**Page**
-- Begin --
It is only when significant numbers of savers and investors are given a role in corporate governance that this tide will turn. Fund managers will have to take more account of the views of their customers and the media will have an incentive to express opinions to a large and receptive audience at last.

There is no wish to undermine the existing nominee custodial arrangements which are the only cost-efficient method of share ownership for small savers and investors. Equally, there is no point in enhancing the rarely used proxy arrangements introduced in 2006 – for which there is little appetite as they are cumbersome and expensive.

Now a new form of stakeholder engagement and communication needs to be developed and is possible using smart technology. For example:

1. Savers’ annual ISA or pension statement could include a free offer to register ‘to have your say’:

  • sign up for alerts to e.g. FTSE 100 and 250 companies’ AGM notices for companies within their pension or investment product
  • receive alerts and a simple polling card – e.g. to approve the remuneration report and the dividend
  • tick For or Against in ‘one man one vote’ ADVISORY poll

2. Option to extend facility to employees and other stakeholders of both public and private companies

3. ‘Votes’ aggregated and supplied to registered shareholder/fund manager/board

4. Poll results published alongside the registered institutional shareholders’ actual votes

5. Registered shareholders either comply with poll ‘advice’ – or explain why not

This ‘enfranchisement’ of even a proportion of the 11m individuals in equity-related savings products today and the soon to be millions more through auto-enrolment, could be akin to the 1980s\ sale of council houses in terms of its political awakening.

How it could work



There are nonetheless challenges as well as opportunities within this proposal:

  • Engaging underlying savers and investors’ participation

Savers and investors are notoriously hard to engage and there will need to be a pilot to test public appetite. However, the press will support and provide information on contentious issues and the service will be free to users — it will be simple and with alerts sent direct to users’ phones or inboxes – creating awareness and encouraging action.

  • Complex data-matching challenge

Technical developments make it possible and there is a willingness of some of the biggest providers of retail financial services to consider a pilot.

  • Costs

Are not yet quantified – but it is a data management exercise and an opportunity for a customer user interface, possibly a polling organisation, to build databases and provide enhanced services – including information, e.g. PIRC data, user chat rooms, etc.
-- End --
**Requests**
• a. Count the lines in the records below that contain the string "post", and reply with the number only.
• b. Carry on the proposal above about giving savers and investors a say in corporate governance, picking up after its final sentence.

[Point labeling examples]
-- Begin --
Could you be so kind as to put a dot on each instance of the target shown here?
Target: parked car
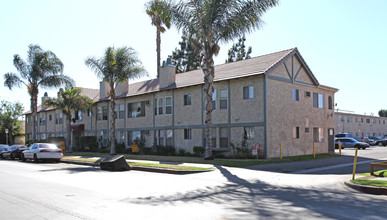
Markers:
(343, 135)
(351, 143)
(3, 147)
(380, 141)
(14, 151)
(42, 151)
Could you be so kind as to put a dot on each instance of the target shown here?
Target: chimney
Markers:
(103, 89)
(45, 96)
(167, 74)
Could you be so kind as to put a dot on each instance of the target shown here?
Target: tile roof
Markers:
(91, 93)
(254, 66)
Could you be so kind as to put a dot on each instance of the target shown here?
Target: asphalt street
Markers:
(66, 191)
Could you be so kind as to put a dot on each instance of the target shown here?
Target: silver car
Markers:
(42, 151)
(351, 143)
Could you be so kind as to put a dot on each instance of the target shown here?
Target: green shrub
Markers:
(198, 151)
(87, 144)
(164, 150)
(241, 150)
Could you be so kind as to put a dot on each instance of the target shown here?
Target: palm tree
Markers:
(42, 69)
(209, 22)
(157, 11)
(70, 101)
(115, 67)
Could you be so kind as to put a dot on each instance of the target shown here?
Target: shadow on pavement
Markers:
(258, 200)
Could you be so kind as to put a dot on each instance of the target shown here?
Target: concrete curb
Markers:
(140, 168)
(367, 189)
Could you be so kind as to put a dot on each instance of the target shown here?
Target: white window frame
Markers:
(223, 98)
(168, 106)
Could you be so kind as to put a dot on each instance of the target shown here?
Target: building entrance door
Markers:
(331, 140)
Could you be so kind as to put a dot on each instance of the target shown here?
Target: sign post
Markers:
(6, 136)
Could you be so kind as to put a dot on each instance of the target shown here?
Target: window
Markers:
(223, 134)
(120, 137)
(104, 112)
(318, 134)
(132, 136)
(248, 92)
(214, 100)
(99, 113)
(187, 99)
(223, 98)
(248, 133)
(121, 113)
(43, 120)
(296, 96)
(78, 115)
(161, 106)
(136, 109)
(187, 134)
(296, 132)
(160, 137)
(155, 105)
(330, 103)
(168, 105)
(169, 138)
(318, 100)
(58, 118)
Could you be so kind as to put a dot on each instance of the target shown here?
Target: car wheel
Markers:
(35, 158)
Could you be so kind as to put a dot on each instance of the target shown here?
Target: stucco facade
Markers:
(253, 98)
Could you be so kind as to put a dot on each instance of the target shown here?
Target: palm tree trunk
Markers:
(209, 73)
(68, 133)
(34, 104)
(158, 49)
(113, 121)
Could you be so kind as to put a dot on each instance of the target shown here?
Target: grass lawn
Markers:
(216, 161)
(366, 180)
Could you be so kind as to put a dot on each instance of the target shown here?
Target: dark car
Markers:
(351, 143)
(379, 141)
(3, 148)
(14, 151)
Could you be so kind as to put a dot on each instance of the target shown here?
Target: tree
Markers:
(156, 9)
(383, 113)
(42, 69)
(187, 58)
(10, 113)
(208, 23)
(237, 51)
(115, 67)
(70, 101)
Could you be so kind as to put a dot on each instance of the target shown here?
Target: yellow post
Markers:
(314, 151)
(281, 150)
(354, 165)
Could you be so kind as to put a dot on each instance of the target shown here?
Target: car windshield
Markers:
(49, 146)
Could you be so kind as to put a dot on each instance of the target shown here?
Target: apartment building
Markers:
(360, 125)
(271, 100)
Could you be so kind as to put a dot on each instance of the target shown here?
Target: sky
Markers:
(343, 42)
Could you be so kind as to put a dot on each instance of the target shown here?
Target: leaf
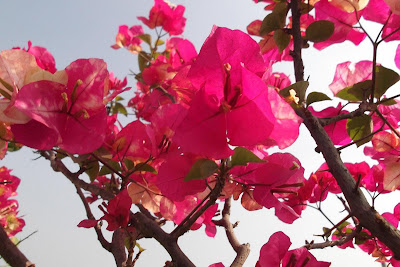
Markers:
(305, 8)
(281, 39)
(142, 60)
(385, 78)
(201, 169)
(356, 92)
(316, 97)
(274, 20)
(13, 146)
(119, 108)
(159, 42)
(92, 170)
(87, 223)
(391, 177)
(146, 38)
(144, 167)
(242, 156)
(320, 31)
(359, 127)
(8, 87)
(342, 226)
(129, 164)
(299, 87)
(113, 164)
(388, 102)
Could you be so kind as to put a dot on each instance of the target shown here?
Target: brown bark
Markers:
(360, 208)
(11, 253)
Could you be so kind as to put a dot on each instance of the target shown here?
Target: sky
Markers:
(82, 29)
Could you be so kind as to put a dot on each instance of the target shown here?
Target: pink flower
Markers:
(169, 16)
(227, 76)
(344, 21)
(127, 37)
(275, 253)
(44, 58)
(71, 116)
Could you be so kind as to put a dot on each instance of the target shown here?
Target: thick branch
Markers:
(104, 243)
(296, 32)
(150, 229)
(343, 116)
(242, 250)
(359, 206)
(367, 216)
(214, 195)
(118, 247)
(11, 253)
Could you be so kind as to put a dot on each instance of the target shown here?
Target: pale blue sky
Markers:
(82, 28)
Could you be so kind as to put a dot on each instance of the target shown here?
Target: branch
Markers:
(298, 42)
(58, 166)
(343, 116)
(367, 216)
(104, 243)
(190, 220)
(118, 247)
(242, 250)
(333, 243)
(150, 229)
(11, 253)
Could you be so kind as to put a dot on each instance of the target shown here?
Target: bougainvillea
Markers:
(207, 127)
-- End --
**Task-by-task results**
• a. 2

• b.
  • Legislation

None should be required as voting/polling would be purely advisory – though political will and support would be a vital ingredient and a spur to the development of a necessary pilot

Strengthening the employee, customer, and wider stakeholder voice

This form of engagement will be straightforward between companies and their employees. Information about strategy, the future plans for the business, and the firm’s remuneration policy could be sent to all permanent employees with an opportunity for staff to express a view anonymously on whatever issues they are invited to comment on. Results would be aggregated and published in a pie on the company intranet. It should also be used to encourage employees to become shareholders. Both would be preferable outcomes to the proposed Designated NEDs, employee councils, or employees on Boards.

Such an advisory polling facility, with voting prior to AGMs as described, should attract much broader engagement and satisfaction. The facility should certainly be extended to employee shareholders and possibly to all permanent employees, account customers, suppliers – shareholders via pensions and ISA wrappers, and indeed whomever the Company wished to engage with. Votes would not be binding and no challenge to Company Law — they would be aggregated and anonymous; it would be their publication that wielded the power.

Boards would soon know if their policies were unacceptable or just misunderstood and would be keen to address any concerns, in fear of poor publicity. FRC guidance would be sought to set parameters for such a facility and agree the form of its reporting.

FTSE 100 and 250 companies should be a manageable aspiration for broad stakeholder participation – perhaps starting with FTSE 100 for the underlying shareholders in pensions and savings schemes. Though any company could join the scheme or not – and would do owing to likely peer and public pressure and the efficacy of the “have your say” app that is developed.

Legislation, code based or voluntary?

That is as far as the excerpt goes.